**GOAL**
Only the lines from the line containing "Now, which portion of the image is the white shed" to the end of the entries should be repeated, exactly as they appear.

* BEGIN PROVIDED MATERIAL *

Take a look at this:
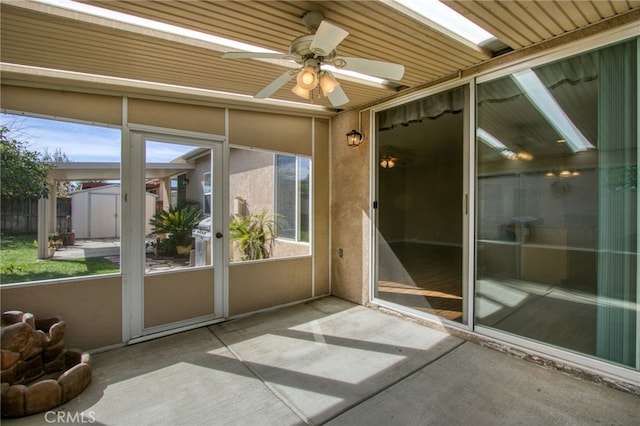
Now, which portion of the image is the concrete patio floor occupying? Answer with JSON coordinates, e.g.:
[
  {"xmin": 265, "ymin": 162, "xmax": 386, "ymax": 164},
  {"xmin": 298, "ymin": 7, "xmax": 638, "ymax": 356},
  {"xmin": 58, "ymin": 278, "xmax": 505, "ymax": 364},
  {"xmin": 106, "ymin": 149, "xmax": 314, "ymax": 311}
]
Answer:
[{"xmin": 2, "ymin": 297, "xmax": 640, "ymax": 426}]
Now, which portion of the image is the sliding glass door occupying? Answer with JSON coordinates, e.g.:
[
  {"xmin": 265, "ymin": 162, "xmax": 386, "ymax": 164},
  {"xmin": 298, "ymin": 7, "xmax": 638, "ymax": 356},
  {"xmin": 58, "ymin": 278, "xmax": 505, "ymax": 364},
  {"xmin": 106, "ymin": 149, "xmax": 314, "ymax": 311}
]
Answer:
[
  {"xmin": 375, "ymin": 87, "xmax": 468, "ymax": 323},
  {"xmin": 125, "ymin": 132, "xmax": 228, "ymax": 338},
  {"xmin": 475, "ymin": 40, "xmax": 640, "ymax": 370}
]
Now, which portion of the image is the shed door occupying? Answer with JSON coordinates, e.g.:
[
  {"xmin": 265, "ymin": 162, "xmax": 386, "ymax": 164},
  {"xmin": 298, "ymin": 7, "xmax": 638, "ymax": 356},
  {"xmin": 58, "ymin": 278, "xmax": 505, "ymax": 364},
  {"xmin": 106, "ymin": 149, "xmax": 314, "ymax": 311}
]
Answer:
[{"xmin": 89, "ymin": 194, "xmax": 120, "ymax": 238}]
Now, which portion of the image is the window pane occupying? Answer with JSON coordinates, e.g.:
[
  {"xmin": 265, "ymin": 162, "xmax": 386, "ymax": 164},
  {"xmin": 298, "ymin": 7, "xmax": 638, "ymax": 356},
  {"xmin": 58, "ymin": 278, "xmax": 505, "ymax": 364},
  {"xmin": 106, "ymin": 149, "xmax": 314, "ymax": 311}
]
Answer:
[
  {"xmin": 144, "ymin": 141, "xmax": 212, "ymax": 274},
  {"xmin": 0, "ymin": 114, "xmax": 121, "ymax": 284},
  {"xmin": 476, "ymin": 40, "xmax": 639, "ymax": 369},
  {"xmin": 276, "ymin": 155, "xmax": 296, "ymax": 239},
  {"xmin": 298, "ymin": 158, "xmax": 311, "ymax": 243},
  {"xmin": 229, "ymin": 148, "xmax": 311, "ymax": 262}
]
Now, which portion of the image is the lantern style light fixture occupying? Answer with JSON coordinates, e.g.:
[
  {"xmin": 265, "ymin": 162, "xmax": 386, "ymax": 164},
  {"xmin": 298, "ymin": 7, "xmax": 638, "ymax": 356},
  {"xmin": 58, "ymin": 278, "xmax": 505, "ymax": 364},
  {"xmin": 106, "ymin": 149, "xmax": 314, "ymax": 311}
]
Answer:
[
  {"xmin": 347, "ymin": 129, "xmax": 364, "ymax": 146},
  {"xmin": 380, "ymin": 154, "xmax": 396, "ymax": 169},
  {"xmin": 291, "ymin": 59, "xmax": 318, "ymax": 99},
  {"xmin": 320, "ymin": 71, "xmax": 340, "ymax": 97}
]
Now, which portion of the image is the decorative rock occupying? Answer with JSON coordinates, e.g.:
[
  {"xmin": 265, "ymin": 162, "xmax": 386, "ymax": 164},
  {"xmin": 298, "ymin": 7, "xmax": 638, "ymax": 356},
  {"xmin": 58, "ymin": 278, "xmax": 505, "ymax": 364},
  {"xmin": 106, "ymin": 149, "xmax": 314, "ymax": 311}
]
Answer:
[
  {"xmin": 0, "ymin": 311, "xmax": 24, "ymax": 327},
  {"xmin": 42, "ymin": 342, "xmax": 64, "ymax": 364},
  {"xmin": 58, "ymin": 364, "xmax": 91, "ymax": 401},
  {"xmin": 24, "ymin": 379, "xmax": 62, "ymax": 414},
  {"xmin": 0, "ymin": 322, "xmax": 33, "ymax": 352},
  {"xmin": 2, "ymin": 383, "xmax": 27, "ymax": 417},
  {"xmin": 44, "ymin": 352, "xmax": 66, "ymax": 374},
  {"xmin": 0, "ymin": 360, "xmax": 27, "ymax": 384},
  {"xmin": 45, "ymin": 321, "xmax": 67, "ymax": 345},
  {"xmin": 0, "ymin": 349, "xmax": 20, "ymax": 370}
]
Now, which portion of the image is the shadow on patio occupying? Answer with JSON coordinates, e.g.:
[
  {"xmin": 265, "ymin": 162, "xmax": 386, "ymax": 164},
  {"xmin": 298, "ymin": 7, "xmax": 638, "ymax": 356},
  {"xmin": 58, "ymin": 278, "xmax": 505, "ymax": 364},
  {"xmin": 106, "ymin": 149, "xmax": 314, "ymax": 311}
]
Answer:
[{"xmin": 3, "ymin": 297, "xmax": 640, "ymax": 425}]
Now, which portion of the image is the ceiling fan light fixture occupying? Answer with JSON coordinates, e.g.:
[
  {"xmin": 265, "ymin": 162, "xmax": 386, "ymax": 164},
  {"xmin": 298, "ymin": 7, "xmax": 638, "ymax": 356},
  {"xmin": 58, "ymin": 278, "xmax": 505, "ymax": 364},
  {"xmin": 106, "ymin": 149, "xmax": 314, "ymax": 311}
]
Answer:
[
  {"xmin": 291, "ymin": 84, "xmax": 310, "ymax": 99},
  {"xmin": 380, "ymin": 155, "xmax": 396, "ymax": 169},
  {"xmin": 320, "ymin": 71, "xmax": 340, "ymax": 96},
  {"xmin": 296, "ymin": 65, "xmax": 318, "ymax": 90}
]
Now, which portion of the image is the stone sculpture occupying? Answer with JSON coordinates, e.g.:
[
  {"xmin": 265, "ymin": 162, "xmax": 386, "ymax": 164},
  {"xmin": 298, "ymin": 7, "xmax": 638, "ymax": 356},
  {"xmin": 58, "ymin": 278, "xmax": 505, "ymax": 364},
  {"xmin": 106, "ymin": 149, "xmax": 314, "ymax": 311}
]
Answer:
[{"xmin": 0, "ymin": 311, "xmax": 91, "ymax": 417}]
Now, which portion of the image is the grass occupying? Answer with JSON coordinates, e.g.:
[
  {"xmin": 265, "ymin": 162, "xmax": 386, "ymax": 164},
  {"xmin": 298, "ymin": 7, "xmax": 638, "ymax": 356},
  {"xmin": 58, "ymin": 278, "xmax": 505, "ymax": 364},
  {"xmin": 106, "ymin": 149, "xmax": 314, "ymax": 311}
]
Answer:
[{"xmin": 0, "ymin": 235, "xmax": 120, "ymax": 284}]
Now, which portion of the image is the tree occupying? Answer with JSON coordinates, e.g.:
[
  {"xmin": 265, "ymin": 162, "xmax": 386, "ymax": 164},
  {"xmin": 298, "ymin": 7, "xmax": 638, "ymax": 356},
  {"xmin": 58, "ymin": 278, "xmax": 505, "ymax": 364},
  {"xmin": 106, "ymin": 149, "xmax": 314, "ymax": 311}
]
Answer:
[
  {"xmin": 0, "ymin": 126, "xmax": 53, "ymax": 198},
  {"xmin": 41, "ymin": 148, "xmax": 81, "ymax": 198}
]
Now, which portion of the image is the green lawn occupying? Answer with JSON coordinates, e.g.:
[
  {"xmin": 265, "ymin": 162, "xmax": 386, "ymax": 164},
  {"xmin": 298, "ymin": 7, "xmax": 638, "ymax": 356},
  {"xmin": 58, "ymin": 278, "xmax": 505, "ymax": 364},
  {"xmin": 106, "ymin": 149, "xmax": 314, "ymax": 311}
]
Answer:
[{"xmin": 0, "ymin": 235, "xmax": 119, "ymax": 284}]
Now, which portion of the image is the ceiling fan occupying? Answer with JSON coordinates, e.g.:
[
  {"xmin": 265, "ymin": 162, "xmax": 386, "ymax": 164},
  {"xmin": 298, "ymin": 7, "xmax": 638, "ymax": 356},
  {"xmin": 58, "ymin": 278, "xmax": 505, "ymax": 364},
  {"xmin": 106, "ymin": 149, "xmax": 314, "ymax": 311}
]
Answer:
[{"xmin": 222, "ymin": 11, "xmax": 404, "ymax": 107}]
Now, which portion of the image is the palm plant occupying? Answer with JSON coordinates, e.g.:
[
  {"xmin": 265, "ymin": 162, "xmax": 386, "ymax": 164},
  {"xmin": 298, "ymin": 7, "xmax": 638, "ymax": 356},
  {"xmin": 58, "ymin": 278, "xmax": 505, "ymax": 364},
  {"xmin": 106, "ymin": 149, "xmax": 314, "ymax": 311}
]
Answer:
[
  {"xmin": 229, "ymin": 210, "xmax": 277, "ymax": 260},
  {"xmin": 149, "ymin": 204, "xmax": 204, "ymax": 250}
]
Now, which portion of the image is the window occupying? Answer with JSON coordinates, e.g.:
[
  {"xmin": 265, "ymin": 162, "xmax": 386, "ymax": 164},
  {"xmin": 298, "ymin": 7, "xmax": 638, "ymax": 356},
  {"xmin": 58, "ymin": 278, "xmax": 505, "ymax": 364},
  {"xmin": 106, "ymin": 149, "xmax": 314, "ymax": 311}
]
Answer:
[
  {"xmin": 229, "ymin": 148, "xmax": 311, "ymax": 262},
  {"xmin": 275, "ymin": 154, "xmax": 310, "ymax": 242},
  {"xmin": 0, "ymin": 114, "xmax": 121, "ymax": 284},
  {"xmin": 202, "ymin": 172, "xmax": 211, "ymax": 216},
  {"xmin": 475, "ymin": 40, "xmax": 640, "ymax": 370}
]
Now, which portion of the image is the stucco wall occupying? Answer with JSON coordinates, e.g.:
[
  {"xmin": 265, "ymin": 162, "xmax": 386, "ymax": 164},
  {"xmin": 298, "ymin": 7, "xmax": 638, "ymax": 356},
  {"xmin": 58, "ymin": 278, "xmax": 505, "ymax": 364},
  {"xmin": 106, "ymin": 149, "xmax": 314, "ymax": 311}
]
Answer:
[{"xmin": 331, "ymin": 111, "xmax": 371, "ymax": 304}]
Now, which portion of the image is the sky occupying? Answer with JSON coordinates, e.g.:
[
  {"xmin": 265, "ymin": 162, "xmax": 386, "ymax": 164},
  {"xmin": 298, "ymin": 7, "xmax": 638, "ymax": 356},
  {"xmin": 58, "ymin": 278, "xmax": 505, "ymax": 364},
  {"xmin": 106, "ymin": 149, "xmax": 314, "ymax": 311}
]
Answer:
[{"xmin": 0, "ymin": 114, "xmax": 194, "ymax": 163}]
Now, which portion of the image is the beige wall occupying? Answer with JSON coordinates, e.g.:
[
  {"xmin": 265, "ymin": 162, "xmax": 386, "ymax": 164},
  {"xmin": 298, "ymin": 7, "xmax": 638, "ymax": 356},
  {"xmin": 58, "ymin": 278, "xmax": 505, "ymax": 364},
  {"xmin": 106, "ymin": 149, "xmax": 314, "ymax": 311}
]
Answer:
[
  {"xmin": 0, "ymin": 85, "xmax": 122, "ymax": 125},
  {"xmin": 1, "ymin": 276, "xmax": 122, "ymax": 350},
  {"xmin": 0, "ymin": 86, "xmax": 330, "ymax": 350},
  {"xmin": 128, "ymin": 99, "xmax": 225, "ymax": 135},
  {"xmin": 331, "ymin": 111, "xmax": 371, "ymax": 304},
  {"xmin": 229, "ymin": 110, "xmax": 313, "ymax": 155},
  {"xmin": 229, "ymin": 257, "xmax": 312, "ymax": 316},
  {"xmin": 312, "ymin": 119, "xmax": 331, "ymax": 296},
  {"xmin": 144, "ymin": 268, "xmax": 214, "ymax": 328}
]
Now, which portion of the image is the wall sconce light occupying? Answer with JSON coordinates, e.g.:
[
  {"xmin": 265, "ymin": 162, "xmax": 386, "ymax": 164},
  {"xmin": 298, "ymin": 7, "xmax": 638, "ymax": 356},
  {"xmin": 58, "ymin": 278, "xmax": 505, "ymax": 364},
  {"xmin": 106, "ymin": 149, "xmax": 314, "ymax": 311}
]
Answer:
[
  {"xmin": 380, "ymin": 154, "xmax": 397, "ymax": 169},
  {"xmin": 291, "ymin": 59, "xmax": 318, "ymax": 99},
  {"xmin": 347, "ymin": 129, "xmax": 364, "ymax": 146},
  {"xmin": 320, "ymin": 71, "xmax": 340, "ymax": 96}
]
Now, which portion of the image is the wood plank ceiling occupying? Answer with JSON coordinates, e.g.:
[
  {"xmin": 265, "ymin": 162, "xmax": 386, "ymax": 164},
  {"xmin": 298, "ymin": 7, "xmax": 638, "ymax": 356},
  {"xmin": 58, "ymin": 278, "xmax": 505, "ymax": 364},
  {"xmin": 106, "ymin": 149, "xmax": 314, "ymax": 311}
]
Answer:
[{"xmin": 0, "ymin": 0, "xmax": 640, "ymax": 110}]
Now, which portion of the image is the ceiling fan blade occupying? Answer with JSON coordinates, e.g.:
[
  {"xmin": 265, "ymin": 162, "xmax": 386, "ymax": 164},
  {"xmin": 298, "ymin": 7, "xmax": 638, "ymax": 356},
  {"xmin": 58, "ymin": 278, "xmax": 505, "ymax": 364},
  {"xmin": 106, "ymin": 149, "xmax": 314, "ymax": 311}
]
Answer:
[
  {"xmin": 222, "ymin": 52, "xmax": 296, "ymax": 60},
  {"xmin": 253, "ymin": 70, "xmax": 297, "ymax": 99},
  {"xmin": 309, "ymin": 21, "xmax": 349, "ymax": 56},
  {"xmin": 333, "ymin": 57, "xmax": 404, "ymax": 80},
  {"xmin": 327, "ymin": 86, "xmax": 349, "ymax": 106}
]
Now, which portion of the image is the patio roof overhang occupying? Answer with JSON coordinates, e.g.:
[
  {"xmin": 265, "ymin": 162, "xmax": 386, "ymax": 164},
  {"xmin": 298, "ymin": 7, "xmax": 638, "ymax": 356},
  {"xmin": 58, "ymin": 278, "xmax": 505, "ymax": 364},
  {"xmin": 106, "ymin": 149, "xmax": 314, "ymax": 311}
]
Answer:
[{"xmin": 49, "ymin": 162, "xmax": 195, "ymax": 181}]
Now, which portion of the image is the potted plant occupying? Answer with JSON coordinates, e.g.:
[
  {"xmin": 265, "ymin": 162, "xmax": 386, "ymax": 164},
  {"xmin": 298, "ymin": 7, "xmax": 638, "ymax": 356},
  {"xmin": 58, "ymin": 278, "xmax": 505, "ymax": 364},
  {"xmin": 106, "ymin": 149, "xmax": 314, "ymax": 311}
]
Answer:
[
  {"xmin": 149, "ymin": 204, "xmax": 204, "ymax": 254},
  {"xmin": 229, "ymin": 210, "xmax": 276, "ymax": 260}
]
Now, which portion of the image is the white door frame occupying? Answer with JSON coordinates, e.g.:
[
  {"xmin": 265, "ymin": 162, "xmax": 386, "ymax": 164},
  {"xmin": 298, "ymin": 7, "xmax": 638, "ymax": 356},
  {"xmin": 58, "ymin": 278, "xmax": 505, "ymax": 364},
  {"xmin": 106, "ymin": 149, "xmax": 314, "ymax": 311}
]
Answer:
[{"xmin": 120, "ymin": 124, "xmax": 229, "ymax": 343}]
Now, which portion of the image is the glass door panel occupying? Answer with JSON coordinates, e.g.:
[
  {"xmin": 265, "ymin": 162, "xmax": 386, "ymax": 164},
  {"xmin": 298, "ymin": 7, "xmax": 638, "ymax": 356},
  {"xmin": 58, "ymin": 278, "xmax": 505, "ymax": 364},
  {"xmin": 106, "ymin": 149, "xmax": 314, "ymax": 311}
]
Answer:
[
  {"xmin": 375, "ymin": 88, "xmax": 466, "ymax": 322},
  {"xmin": 475, "ymin": 40, "xmax": 640, "ymax": 370},
  {"xmin": 142, "ymin": 138, "xmax": 222, "ymax": 333}
]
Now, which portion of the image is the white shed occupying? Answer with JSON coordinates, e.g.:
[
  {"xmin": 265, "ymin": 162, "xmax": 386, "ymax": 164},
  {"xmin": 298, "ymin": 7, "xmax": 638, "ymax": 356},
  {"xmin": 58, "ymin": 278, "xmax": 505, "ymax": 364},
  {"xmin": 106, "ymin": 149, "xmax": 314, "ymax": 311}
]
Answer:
[{"xmin": 71, "ymin": 184, "xmax": 156, "ymax": 238}]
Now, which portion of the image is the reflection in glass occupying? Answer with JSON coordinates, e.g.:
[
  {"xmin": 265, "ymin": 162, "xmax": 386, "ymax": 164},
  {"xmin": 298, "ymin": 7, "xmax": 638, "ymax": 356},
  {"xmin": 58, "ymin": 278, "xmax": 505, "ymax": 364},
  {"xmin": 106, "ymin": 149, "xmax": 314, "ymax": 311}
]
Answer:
[
  {"xmin": 144, "ymin": 141, "xmax": 212, "ymax": 274},
  {"xmin": 0, "ymin": 114, "xmax": 121, "ymax": 284},
  {"xmin": 475, "ymin": 40, "xmax": 640, "ymax": 369},
  {"xmin": 374, "ymin": 88, "xmax": 467, "ymax": 323},
  {"xmin": 229, "ymin": 148, "xmax": 311, "ymax": 262}
]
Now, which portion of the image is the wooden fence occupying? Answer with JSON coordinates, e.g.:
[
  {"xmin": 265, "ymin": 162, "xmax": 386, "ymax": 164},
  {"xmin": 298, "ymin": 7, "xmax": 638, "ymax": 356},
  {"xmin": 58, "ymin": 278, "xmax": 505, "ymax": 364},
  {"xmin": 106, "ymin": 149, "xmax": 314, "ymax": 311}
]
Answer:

* END PROVIDED MATERIAL *

**SOLVED EXERCISE**
Now, which portion of the image is the white shed occupying? Answer with JSON coordinates, e.g.:
[
  {"xmin": 265, "ymin": 162, "xmax": 386, "ymax": 164},
  {"xmin": 298, "ymin": 7, "xmax": 638, "ymax": 356},
  {"xmin": 58, "ymin": 278, "xmax": 505, "ymax": 364},
  {"xmin": 106, "ymin": 149, "xmax": 314, "ymax": 311}
]
Answer:
[{"xmin": 71, "ymin": 184, "xmax": 156, "ymax": 238}]
Now, which portion of the image is the reflection in glass occupying? Answer with JSON coordinates, e.g.:
[
  {"xmin": 265, "ymin": 162, "xmax": 386, "ymax": 164},
  {"xmin": 298, "ymin": 7, "xmax": 638, "ymax": 356},
  {"xmin": 58, "ymin": 278, "xmax": 505, "ymax": 364},
  {"xmin": 106, "ymin": 149, "xmax": 314, "ymax": 311}
]
Answer:
[
  {"xmin": 144, "ymin": 141, "xmax": 212, "ymax": 274},
  {"xmin": 0, "ymin": 114, "xmax": 121, "ymax": 284},
  {"xmin": 475, "ymin": 40, "xmax": 640, "ymax": 369},
  {"xmin": 374, "ymin": 88, "xmax": 467, "ymax": 323},
  {"xmin": 229, "ymin": 148, "xmax": 311, "ymax": 262}
]
Now, which portion of the image is the wooden fence occupying? Answer with JSON coordinates, e.g.:
[
  {"xmin": 265, "ymin": 162, "xmax": 386, "ymax": 164},
  {"xmin": 298, "ymin": 7, "xmax": 638, "ymax": 356},
  {"xmin": 58, "ymin": 278, "xmax": 505, "ymax": 364},
  {"xmin": 106, "ymin": 149, "xmax": 314, "ymax": 311}
]
Answer:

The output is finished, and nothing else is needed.